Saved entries
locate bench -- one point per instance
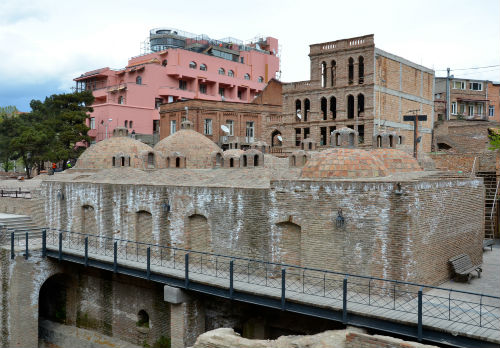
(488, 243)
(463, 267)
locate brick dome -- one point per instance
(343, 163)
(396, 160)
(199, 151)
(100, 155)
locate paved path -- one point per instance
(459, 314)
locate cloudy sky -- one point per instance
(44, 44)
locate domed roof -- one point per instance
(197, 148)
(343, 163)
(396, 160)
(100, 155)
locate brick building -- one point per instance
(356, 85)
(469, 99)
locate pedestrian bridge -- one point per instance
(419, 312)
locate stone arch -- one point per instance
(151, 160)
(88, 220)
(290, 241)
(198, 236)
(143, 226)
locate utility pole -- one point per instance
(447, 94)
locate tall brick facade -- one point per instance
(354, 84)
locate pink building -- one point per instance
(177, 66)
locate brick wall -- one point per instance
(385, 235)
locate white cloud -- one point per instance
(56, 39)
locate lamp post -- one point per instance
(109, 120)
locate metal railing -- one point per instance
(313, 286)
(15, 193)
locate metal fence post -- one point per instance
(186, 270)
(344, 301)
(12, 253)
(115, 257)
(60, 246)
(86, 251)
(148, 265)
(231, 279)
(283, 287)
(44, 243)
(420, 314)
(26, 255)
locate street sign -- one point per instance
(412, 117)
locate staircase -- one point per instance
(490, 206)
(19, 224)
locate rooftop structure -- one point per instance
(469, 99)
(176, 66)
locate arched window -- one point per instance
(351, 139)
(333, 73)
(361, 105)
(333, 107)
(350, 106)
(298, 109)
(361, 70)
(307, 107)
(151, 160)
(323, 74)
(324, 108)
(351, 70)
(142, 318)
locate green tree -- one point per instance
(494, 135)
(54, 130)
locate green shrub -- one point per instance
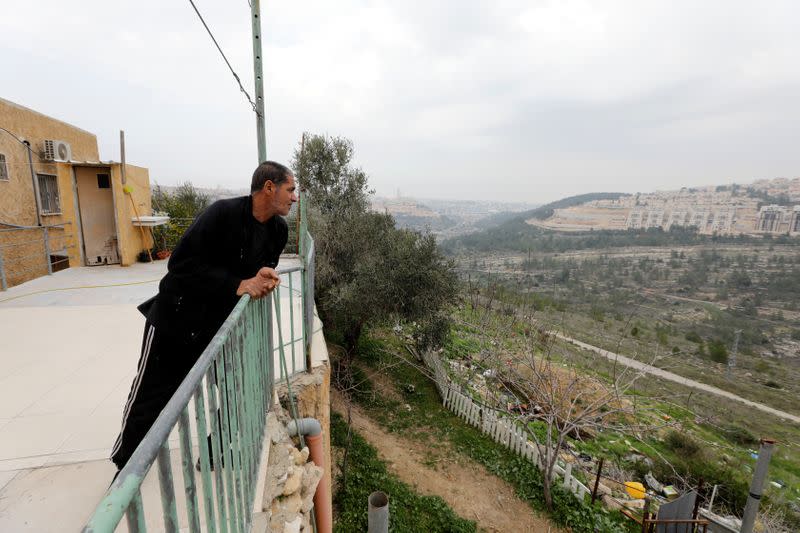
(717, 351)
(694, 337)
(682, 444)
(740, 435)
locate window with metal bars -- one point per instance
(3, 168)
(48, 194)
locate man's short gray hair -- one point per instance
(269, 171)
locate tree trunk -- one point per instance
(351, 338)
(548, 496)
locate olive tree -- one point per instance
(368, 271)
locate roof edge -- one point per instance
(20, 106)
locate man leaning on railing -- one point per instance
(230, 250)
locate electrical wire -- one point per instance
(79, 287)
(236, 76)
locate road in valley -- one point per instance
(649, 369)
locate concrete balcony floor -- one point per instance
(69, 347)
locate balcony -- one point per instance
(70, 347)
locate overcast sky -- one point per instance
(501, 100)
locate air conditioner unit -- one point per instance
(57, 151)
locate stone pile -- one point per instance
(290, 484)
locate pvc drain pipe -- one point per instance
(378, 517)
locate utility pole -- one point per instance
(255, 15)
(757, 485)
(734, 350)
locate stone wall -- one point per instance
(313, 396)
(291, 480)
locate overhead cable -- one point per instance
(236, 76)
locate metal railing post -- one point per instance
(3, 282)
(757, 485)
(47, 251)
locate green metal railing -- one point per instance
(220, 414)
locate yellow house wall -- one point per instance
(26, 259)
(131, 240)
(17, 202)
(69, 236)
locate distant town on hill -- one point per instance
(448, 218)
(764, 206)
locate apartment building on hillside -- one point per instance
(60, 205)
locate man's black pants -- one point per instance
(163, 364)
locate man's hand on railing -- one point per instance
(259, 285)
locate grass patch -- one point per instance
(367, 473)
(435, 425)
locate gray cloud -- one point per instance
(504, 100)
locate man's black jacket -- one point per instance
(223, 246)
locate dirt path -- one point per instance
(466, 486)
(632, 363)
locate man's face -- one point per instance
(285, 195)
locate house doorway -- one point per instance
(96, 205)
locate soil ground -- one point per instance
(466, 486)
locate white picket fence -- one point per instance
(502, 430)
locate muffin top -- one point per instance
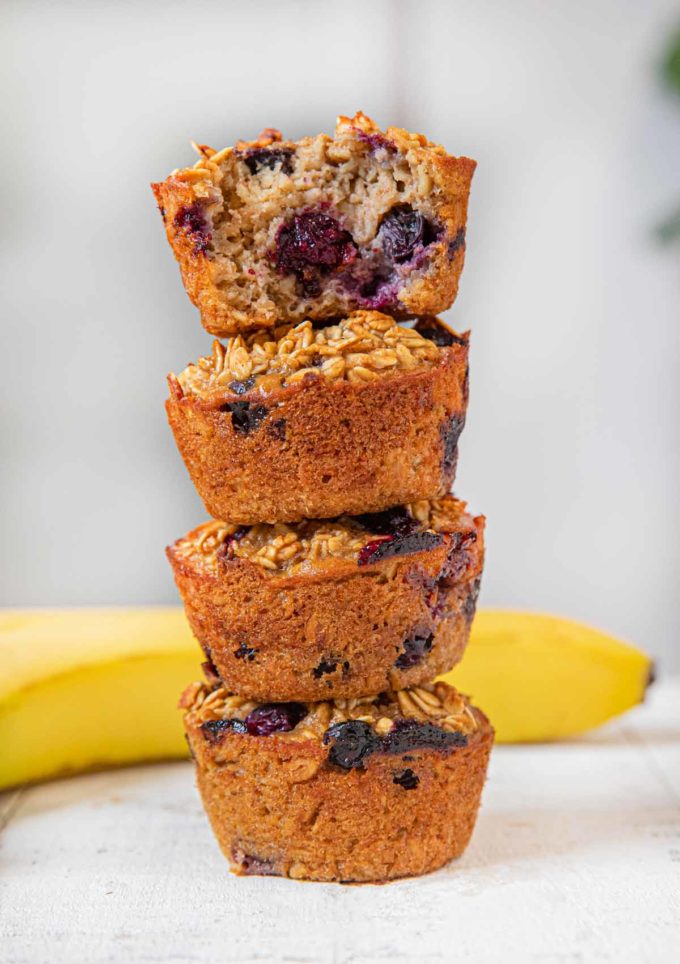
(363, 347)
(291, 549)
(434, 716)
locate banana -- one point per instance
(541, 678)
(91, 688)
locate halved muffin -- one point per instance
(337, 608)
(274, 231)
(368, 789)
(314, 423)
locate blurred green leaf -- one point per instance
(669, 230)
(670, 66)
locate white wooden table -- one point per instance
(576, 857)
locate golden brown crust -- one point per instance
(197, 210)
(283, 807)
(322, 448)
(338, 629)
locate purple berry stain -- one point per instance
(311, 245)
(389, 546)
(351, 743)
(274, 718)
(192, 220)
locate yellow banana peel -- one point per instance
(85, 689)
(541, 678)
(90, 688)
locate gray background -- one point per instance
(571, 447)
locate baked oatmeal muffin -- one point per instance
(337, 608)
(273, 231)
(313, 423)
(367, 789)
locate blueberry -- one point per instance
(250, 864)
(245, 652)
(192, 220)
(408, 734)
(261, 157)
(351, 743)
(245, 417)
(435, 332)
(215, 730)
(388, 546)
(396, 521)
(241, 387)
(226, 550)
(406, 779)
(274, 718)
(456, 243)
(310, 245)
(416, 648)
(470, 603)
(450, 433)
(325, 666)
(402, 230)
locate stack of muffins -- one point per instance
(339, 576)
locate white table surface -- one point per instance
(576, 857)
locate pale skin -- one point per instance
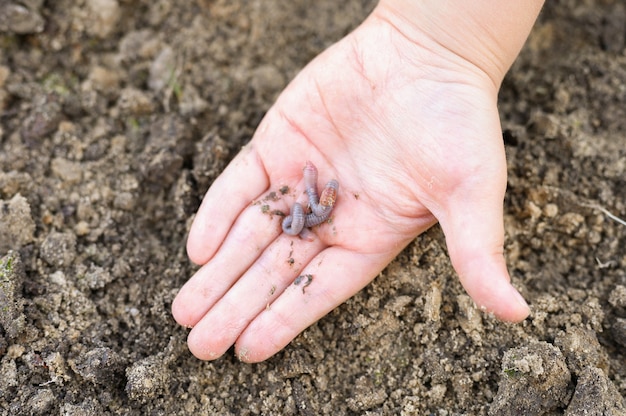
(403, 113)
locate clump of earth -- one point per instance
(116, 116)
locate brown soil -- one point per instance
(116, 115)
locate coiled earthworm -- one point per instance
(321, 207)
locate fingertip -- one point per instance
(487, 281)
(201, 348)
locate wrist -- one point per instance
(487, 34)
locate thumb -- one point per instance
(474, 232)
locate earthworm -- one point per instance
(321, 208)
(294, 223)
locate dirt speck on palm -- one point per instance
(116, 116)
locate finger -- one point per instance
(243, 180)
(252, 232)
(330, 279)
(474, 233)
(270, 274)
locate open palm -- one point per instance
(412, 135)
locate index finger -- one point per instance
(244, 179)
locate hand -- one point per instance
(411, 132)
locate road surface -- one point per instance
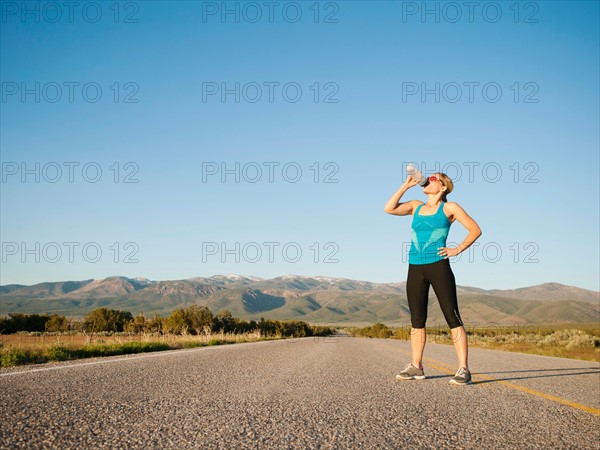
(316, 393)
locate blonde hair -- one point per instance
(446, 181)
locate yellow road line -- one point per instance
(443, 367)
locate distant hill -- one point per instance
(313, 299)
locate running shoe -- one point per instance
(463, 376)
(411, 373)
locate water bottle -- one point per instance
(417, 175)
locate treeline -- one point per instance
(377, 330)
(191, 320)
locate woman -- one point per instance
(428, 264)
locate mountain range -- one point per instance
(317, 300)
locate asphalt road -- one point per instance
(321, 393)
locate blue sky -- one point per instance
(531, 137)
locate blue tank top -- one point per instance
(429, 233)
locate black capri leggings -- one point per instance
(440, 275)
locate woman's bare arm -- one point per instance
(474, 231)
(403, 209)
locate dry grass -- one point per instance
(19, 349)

--

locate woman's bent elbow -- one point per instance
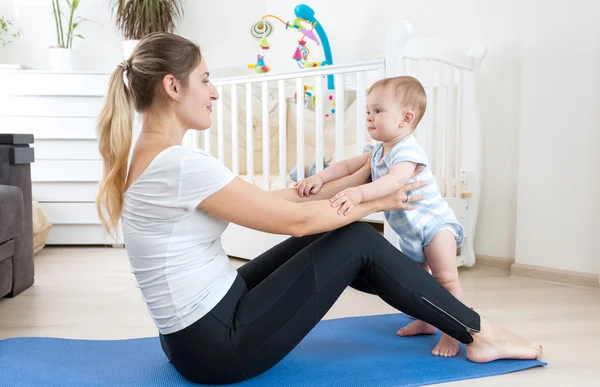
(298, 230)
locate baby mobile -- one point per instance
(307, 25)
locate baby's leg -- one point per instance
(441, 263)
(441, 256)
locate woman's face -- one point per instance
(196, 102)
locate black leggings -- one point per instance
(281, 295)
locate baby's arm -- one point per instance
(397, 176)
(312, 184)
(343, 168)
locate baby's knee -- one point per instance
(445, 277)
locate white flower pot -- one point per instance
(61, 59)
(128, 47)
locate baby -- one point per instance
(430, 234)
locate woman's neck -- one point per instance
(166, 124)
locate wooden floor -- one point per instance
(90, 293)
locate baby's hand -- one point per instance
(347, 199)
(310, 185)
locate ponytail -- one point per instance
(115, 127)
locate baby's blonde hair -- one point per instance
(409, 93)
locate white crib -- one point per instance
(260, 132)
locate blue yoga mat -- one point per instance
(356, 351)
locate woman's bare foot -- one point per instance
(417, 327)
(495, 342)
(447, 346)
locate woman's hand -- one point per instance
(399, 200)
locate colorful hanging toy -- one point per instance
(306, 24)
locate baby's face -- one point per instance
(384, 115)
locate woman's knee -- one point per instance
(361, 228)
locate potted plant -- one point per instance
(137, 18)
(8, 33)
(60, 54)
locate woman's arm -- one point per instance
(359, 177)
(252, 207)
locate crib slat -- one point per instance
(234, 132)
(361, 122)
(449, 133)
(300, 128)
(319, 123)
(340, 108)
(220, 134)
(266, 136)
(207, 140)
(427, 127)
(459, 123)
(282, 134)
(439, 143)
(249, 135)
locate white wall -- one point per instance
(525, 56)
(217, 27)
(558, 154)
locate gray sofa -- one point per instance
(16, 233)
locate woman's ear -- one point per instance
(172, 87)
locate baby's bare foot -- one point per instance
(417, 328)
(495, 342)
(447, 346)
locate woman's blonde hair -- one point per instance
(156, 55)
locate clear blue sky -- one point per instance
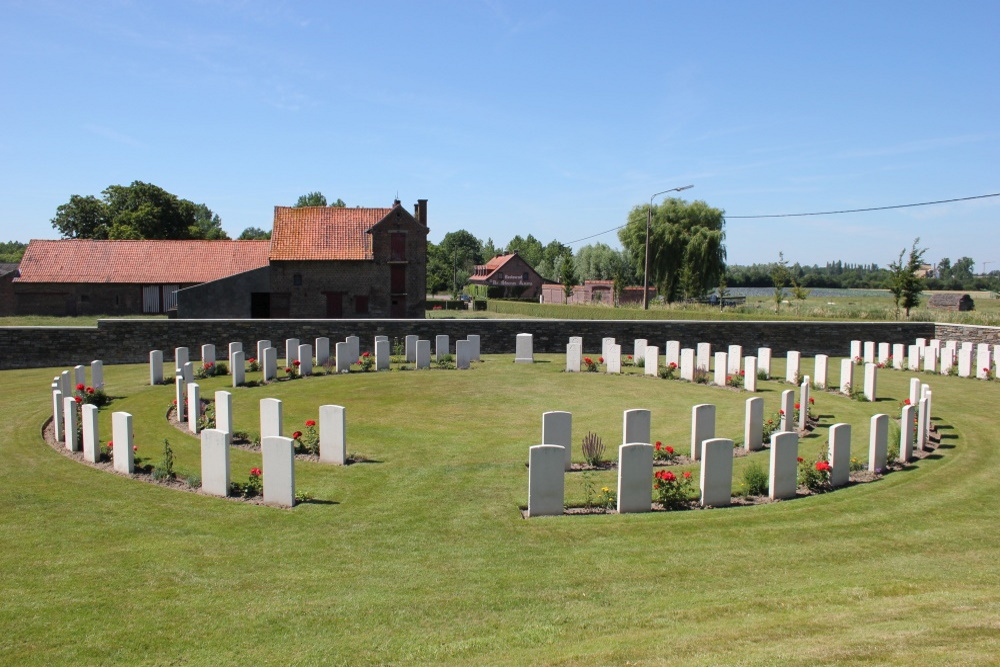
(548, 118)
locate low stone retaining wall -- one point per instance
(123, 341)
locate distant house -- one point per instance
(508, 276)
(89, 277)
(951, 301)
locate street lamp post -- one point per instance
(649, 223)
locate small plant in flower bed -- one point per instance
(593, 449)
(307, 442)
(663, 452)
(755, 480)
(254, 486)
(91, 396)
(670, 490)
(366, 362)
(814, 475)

==

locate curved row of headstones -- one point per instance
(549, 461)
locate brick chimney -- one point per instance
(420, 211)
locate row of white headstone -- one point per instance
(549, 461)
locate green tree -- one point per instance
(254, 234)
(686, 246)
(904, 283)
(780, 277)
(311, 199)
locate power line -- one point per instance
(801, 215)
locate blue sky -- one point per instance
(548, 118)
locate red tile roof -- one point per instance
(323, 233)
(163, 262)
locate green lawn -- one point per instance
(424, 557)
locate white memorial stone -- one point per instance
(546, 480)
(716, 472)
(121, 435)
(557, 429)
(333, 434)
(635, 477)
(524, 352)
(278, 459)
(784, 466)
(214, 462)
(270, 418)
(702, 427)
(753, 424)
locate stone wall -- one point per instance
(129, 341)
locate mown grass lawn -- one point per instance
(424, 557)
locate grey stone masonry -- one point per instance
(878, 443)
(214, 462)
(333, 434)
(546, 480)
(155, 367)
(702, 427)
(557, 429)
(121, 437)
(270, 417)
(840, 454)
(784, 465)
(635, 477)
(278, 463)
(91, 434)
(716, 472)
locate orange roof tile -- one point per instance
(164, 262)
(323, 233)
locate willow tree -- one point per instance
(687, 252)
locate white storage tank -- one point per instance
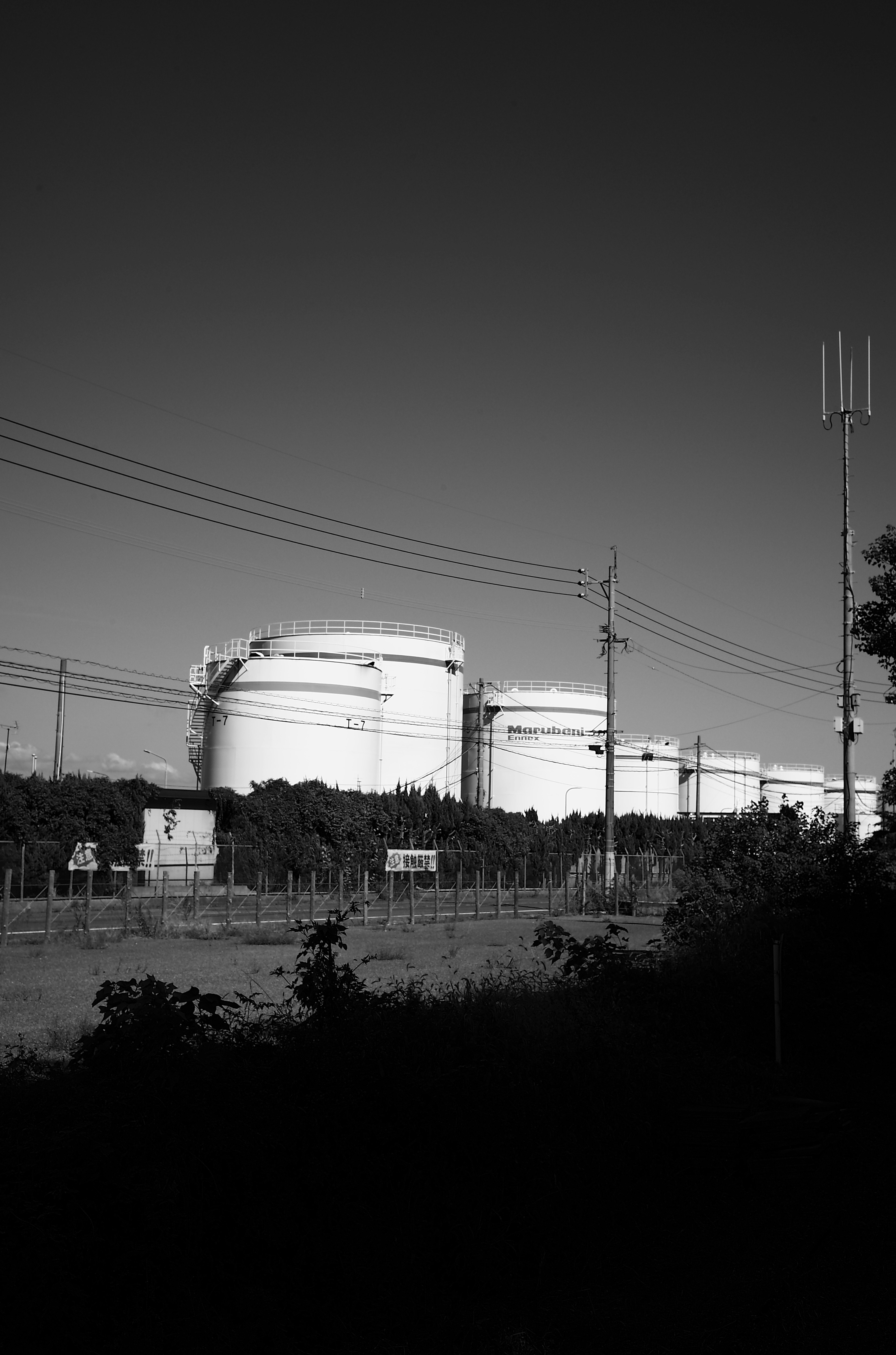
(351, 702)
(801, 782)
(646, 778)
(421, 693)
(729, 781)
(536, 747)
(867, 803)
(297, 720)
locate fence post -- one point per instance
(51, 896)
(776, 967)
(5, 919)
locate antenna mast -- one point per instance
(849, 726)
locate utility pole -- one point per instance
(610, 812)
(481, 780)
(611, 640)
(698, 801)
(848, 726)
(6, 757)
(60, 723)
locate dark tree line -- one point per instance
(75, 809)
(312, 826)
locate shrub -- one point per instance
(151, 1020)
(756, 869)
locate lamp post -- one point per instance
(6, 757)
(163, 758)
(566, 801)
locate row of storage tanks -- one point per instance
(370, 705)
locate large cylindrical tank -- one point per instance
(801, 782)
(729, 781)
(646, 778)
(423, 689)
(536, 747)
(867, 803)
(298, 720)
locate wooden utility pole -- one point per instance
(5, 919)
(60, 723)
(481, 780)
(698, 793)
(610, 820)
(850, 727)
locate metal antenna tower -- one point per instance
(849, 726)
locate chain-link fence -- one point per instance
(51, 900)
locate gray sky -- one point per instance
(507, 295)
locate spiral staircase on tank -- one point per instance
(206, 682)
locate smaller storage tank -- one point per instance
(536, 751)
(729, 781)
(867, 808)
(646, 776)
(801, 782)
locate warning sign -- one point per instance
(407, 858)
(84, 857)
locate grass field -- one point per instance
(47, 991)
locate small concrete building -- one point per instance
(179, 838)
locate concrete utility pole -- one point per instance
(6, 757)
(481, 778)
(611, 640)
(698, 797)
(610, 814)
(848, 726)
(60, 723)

**Work required:** Count the lines in the material above that contain the string "sign". Reply with the number alone.

**The response:** 2